# PROBLEM TO SOLVE:
Put every line of the entries below into a Markdown table with the columns No. and Line, numbering the rows and leaving out blank lines.

# TASK INPUT:
● ● ● ● ●

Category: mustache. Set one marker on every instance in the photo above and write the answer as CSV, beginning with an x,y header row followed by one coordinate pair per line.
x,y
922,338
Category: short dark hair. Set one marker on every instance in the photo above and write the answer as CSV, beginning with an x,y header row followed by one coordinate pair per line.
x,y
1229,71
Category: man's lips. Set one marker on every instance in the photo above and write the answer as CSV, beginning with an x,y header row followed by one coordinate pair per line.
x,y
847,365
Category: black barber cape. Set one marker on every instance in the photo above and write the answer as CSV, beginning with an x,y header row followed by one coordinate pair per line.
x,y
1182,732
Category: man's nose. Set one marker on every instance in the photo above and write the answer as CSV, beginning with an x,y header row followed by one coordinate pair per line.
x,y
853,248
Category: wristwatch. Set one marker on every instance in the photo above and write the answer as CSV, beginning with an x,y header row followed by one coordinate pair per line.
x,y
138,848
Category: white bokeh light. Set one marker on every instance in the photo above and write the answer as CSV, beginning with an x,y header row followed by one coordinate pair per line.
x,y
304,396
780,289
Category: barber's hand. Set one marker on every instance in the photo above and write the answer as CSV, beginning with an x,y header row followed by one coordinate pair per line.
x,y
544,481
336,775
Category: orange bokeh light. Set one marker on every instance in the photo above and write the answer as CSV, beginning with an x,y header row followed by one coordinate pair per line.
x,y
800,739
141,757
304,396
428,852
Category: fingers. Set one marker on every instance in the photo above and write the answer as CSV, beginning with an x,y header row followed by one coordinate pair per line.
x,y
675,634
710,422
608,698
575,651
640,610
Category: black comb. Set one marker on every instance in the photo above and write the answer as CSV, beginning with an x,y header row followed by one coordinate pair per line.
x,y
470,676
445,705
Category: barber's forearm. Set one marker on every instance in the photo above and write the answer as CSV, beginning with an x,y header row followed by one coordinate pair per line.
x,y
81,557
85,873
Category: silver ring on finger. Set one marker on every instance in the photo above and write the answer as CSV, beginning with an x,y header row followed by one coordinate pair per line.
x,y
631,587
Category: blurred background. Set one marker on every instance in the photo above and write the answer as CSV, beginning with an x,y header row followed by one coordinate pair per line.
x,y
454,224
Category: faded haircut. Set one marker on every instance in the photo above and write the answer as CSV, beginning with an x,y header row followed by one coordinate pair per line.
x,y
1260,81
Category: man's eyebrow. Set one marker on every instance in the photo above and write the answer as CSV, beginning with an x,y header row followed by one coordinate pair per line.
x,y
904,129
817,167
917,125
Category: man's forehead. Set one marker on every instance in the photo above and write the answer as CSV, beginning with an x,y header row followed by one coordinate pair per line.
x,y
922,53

● ● ● ● ●

# TASK RESULT:
| No. | Line |
|---|---|
| 1 | Category: mustache. Set one marker on every instance in the photo above and write the answer as CSV, beginning with an x,y header row followed by one coordinate pair per line. |
| 2 | x,y |
| 3 | 922,338 |
| 4 | Category: short dark hair. Set one marker on every instance in the photo above and write the answer as CSV, beginning with an x,y header row followed by one coordinate pair per line. |
| 5 | x,y |
| 6 | 1229,71 |
| 7 | Category: man's lips. Set one marker on every instance in the photo above and write the answer as CSV, beginning with an x,y header row followed by one coordinate pair per line. |
| 8 | x,y |
| 9 | 847,365 |
| 10 | Category: black barber cape. Set one marker on every instance in the photo above and write the answer as CSV, beginning with an x,y header row followed by one coordinate pair per line. |
| 11 | x,y |
| 12 | 1182,732 |
| 13 | Category: man's nose. Set one marker on every instance in the photo above and write the answer as CSV, beginning with an x,y header row followed by one coordinate pair per line. |
| 14 | x,y |
| 15 | 853,248 |
| 16 | Category: wristwatch. Set one marker on every instance in the photo above and write the answer as CSV, beginning with an x,y header row followed by one coordinate pair per line. |
| 17 | x,y |
| 18 | 138,848 |
| 19 | Category: white bokeh light. Set one marker on every instance in the photo above and write the answer as CSV, beginning with an x,y header row followed by one coordinate pair per line. |
| 20 | x,y |
| 21 | 304,396 |
| 22 | 780,289 |
| 23 | Category: barber's hand. Set one marker on every instance in the photo above and write the answer as CSV, beginning with an x,y header row followed by one coordinate pair per line. |
| 24 | x,y |
| 25 | 544,481 |
| 26 | 336,775 |
| 27 | Category: orange bokeh light. Set one marker on every instance in the photo above and write the answer as CSV, beginning with an x,y header row followed by one coordinate pair per line. |
| 28 | x,y |
| 29 | 800,739 |
| 30 | 141,757 |
| 31 | 304,396 |
| 32 | 428,852 |
| 33 | Category: fingers. Set one marker on every instance in the photo above and write the answer as CSV, beginning with an x,y header row followed by one coordinate pair per line. |
| 34 | x,y |
| 35 | 675,634 |
| 36 | 710,422 |
| 37 | 608,698 |
| 38 | 575,651 |
| 39 | 640,610 |
| 40 | Category: black comb. Set one marker on every instance in the photo above and write the answer as CSV, beginning with an x,y header row followed by one coordinate pair per line. |
| 41 | x,y |
| 42 | 470,676 |
| 43 | 445,705 |
| 44 | Category: barber's forearm. Set one marker on every instance in the photo above and write the answer as CSV, beginning with an x,y header row followed by one coordinate pair per line. |
| 45 | x,y |
| 46 | 81,557 |
| 47 | 85,873 |
| 48 | Category: silver ring on finger. Set one marker on every instance in the photo above and write the answer as CSV, beginning with an x,y header row followed by one coordinate pair per line. |
| 49 | x,y |
| 50 | 631,587 |
| 51 | Category: blurred background. Set one marker on every instance in the photo above and write the answer as CSV, beginning with an x,y header row followed by one coordinate pair per line. |
| 52 | x,y |
| 53 | 454,224 |
| 54 | Category: faded haircut. Set one marker on every instance in the photo above and write the answer as CSV, beginning with an x,y header row followed by one coordinate pair per line. |
| 55 | x,y |
| 56 | 1260,81 |
| 57 | Category: man's eyebrow. Set one marker on every instance in the photo above and write the answer as CSV, beginning with an x,y header row followed by one coordinate pair per line. |
| 58 | x,y |
| 59 | 904,129 |
| 60 | 817,167 |
| 61 | 917,125 |
| 62 | Category: man's forehead. Set one marker on every instance in the photo above and write the answer as CSV, beginning with an x,y header row followed by one coordinate pair per line. |
| 63 | x,y |
| 64 | 922,53 |